# START OF MATERIAL

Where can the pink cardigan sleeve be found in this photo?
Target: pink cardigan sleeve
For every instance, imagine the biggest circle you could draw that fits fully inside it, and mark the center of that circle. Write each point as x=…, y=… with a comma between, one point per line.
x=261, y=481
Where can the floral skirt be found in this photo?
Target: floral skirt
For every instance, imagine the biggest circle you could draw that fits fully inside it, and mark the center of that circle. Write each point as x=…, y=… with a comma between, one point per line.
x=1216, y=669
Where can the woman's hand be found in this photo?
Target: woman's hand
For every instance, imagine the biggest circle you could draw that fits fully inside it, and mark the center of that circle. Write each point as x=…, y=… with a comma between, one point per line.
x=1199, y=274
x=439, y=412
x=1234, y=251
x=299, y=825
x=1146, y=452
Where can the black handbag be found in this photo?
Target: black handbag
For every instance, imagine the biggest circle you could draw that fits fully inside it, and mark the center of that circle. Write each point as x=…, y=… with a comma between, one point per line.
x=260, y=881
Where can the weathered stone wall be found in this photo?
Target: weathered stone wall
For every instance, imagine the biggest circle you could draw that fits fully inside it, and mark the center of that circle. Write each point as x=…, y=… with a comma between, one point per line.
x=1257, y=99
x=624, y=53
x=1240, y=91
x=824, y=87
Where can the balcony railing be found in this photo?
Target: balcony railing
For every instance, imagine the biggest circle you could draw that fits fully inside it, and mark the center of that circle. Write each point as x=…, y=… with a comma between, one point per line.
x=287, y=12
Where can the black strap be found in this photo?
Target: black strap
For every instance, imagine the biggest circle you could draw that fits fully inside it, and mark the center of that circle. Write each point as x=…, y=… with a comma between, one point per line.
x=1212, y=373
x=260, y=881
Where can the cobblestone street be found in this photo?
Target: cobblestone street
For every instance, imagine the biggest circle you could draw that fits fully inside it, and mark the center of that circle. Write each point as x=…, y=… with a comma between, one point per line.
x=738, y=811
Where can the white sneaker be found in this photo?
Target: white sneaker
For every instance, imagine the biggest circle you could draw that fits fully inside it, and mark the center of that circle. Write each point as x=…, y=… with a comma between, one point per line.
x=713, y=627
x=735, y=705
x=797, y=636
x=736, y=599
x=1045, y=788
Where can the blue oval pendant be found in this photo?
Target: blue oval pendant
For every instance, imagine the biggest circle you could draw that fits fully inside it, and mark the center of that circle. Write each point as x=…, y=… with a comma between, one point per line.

# END OF MATERIAL

-- THE EXERCISE --
Could you copy out verbatim the lines from the one containing "Where can the white" through the final line above, including both?

-- SOLUTION FOR THIS EXERCISE --
Where can the white sneaker be found in this photo?
Target: white sneaker
For every instance, imagine the biggest circle you could draw that fits fully inside it, and mark the center of that circle. Write each point as x=…, y=… with a comma between, one point per line.
x=713, y=627
x=735, y=705
x=797, y=636
x=736, y=599
x=1045, y=788
Where can the blue oval pendant be found in this photo?
Target: blue oval pendant
For every instance, imagine the biggest circle you could draw that fits fully inside it, and mark the center of that circle. Write each point as x=…, y=… with a comma between, one point per line.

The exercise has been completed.